- [Exercise requirements]
#1 In the forum thread below about the Nilfisk pressure washer, what is the answer to each of these questions?
(a) How long did the water take to come out of the hose in any meaningful quantity?
(b) What wattage does Ross give for the machine?
(c) What does Clean-my-sxi run the machine off?
#2 Does the forum thread below about the Nilfisk pressure washer agree with each statement? Answer yes or no, and quote the words from the thread that decide it.
(a) The first poster bought the machine secondhand.
(b) On the attempt in a different socket, both the MCB and the RCD tripped.
(c) adam87 recalls how the other person's garage power trouble turned out.

- [Excerpted text]
# Nilfisk Alto P150.1B Problems



## DC3011 (Mar 23, 2009)

Just bought one of these on fleabay brand new and unopened from a private sale. Got delivered Friday and set about unpacking it etc. on Saturday morning before work. Plugged it all in and ran water through it without power on to get rid off all the air inside, but the water seemed very sluggish coming through and tooks atleast 3 minutes to come out of the hose in any meaningful quantity, rather than a small trickle down the lance. 

Anyway, turned machine and and opened trigger. Nothing. Sat there puzzled for a minute while I checked everything and then went into the house. MCB for downstairs plugs had tripped, along with fuse in the pressure washer plug. MCB reset and fuse replaced (wondered if it was socket fixture in the wall as it is heavy used and would not properly switch off after this) and tired again in a different socket. Same result, MCB AND RCD tripped this time, along with blown fuse and another socket that doesn't want to switch off and stay there. 

Will be contacting Nilfisk on Monday to get it sorted out with either replacement or repair (not sure on their policies etc etc) but any ideas as to why this is happening and why my sockets are now broken?

Dominic


----------



## Ross (Apr 25, 2007)

It is 2900 watts which is fairly heavy power usage,Can your socket take it?


----------



## DC3011 (Mar 23, 2009)

It's a standard house ring main so I don't see any problem with it and also it must be on the machine end otherwise it wouldn't have blown 3 plug fuses?


----------



## Clean-my-sxi (Feb 5, 2008)

I run this of my extension lead and never tripped it so i reckon there must be a loose connection or something in your machine.


----------



## DC3011 (Mar 23, 2009)

That's what I was thinking. Probably so obvious and so simple, something I'd usually have a nose at but at the cost of the machine II'm resisting to go looking incase it messes the warranty up!


----------



## Ross (Apr 25, 2007)

Wait and phone Nilfisk,keep your hands out of it:lol:


----------



## adam87 (Dec 11, 2008)

My P150 has blown a few fuses, does take a lot of power. Someone else had trouble with his garage power, it kept tripping the PW. Can't remember the out come.

- [Dataset excerpts]
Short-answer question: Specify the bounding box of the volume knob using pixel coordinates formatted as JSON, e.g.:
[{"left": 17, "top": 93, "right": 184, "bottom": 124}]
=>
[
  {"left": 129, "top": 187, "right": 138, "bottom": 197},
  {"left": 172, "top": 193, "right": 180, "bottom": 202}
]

---

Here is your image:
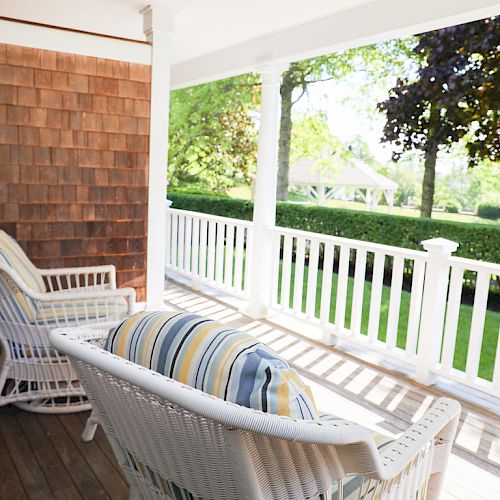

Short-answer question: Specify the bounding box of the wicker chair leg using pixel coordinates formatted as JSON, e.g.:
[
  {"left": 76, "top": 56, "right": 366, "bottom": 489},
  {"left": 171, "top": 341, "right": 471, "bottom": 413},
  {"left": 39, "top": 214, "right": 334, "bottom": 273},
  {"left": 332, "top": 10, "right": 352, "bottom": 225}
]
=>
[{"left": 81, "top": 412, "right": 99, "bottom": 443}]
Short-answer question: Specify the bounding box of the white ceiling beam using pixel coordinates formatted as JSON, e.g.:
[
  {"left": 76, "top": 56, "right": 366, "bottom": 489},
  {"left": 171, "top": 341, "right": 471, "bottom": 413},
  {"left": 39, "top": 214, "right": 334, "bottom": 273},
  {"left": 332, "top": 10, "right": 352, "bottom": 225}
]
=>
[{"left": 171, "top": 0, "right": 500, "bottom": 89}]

- [Responses to the exercise]
#1
(a) At least 3 minutes.
(b) 2900 watts.
(c) An extension lead.

#2
(a) No: "brand new and unopened from a private sale"
(b) Yes: "MCB AND RCD tripped this time"
(c) No: "Can't remember the out come."